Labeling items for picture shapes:
-- START --
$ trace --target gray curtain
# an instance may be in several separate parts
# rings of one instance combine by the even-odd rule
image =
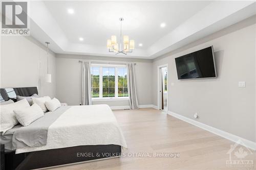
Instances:
[[[82,69],[82,105],[92,104],[91,62],[83,61]]]
[[[127,64],[127,85],[128,86],[128,94],[129,95],[129,103],[132,109],[138,109],[139,105],[137,99],[135,86],[135,76],[134,72],[134,64]]]

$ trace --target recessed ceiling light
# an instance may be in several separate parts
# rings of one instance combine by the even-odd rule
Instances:
[[[74,13],[74,10],[73,9],[68,9],[68,12],[70,14],[73,14]]]
[[[165,23],[164,23],[164,22],[163,22],[163,23],[162,23],[160,25],[160,27],[162,27],[162,28],[164,28],[164,27],[165,27],[165,26],[166,26],[166,24],[165,24]]]

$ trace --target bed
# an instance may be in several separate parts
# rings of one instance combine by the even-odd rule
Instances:
[[[9,91],[0,89],[2,101],[11,99],[16,102],[11,95],[38,93],[36,87],[13,88],[12,94],[7,93]],[[127,147],[106,105],[61,106],[27,127],[18,125],[1,134],[1,144],[5,144],[6,169],[34,169],[118,157],[122,148]]]

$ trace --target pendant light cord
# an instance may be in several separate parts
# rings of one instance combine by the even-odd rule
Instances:
[[[49,43],[47,43],[47,74],[49,74]]]
[[[121,20],[121,29],[120,29],[120,50],[121,51],[122,48],[122,20]]]

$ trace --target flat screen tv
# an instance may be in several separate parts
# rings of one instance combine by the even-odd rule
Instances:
-- END --
## Work required
Convert every line of the records above into a JSON list of strings, one string per line, skipping blank lines. Leave the picture out of your answer.

## Correct result
[
  "$ trace --target gray curtain",
  "# an instance may be in several separate parts",
  "# rings of one instance combine by the even-odd rule",
  "image =",
  "Instances:",
  "[[[82,69],[82,105],[92,104],[91,62],[83,61]]]",
  "[[[127,64],[127,85],[128,86],[128,94],[129,95],[129,103],[132,109],[138,109],[139,105],[137,99],[135,86],[135,76],[134,72],[134,64]]]",
  "$ trace --target recessed ceiling light",
  "# an instance may be in several separate parts",
  "# rings of one instance combine by the even-odd rule",
  "Instances:",
  "[[[74,13],[74,10],[73,9],[68,9],[68,12],[70,14],[73,14]]]",
  "[[[165,23],[164,23],[164,22],[163,22],[163,23],[162,23],[160,25],[160,27],[162,27],[162,28],[164,28],[164,27],[165,27],[165,26],[166,26],[166,24],[165,24]]]",
  "$ trace --target bed",
  "# an instance may be in several separate parts",
  "# rings of one instance combine by the even-odd rule",
  "Instances:",
  "[[[9,91],[0,89],[2,101],[11,99],[16,102],[11,95],[38,93],[36,87],[13,88],[12,94],[7,93]],[[127,147],[106,105],[61,106],[27,127],[18,125],[1,134],[1,144],[5,144],[6,169],[34,169],[118,157],[122,148]]]",
  "$ trace --target pendant light cord",
  "# an instance may be in several separate parts",
  "# rings of one instance combine by the even-odd rule",
  "Instances:",
  "[[[49,43],[47,43],[47,74],[49,74]]]",
  "[[[121,20],[121,29],[120,29],[120,50],[121,51],[122,48],[122,20]]]",
  "$ trace --target flat screen tv",
  "# an instance may be in several separate parts",
  "# rings of one instance combine by the even-odd rule",
  "Instances:"
]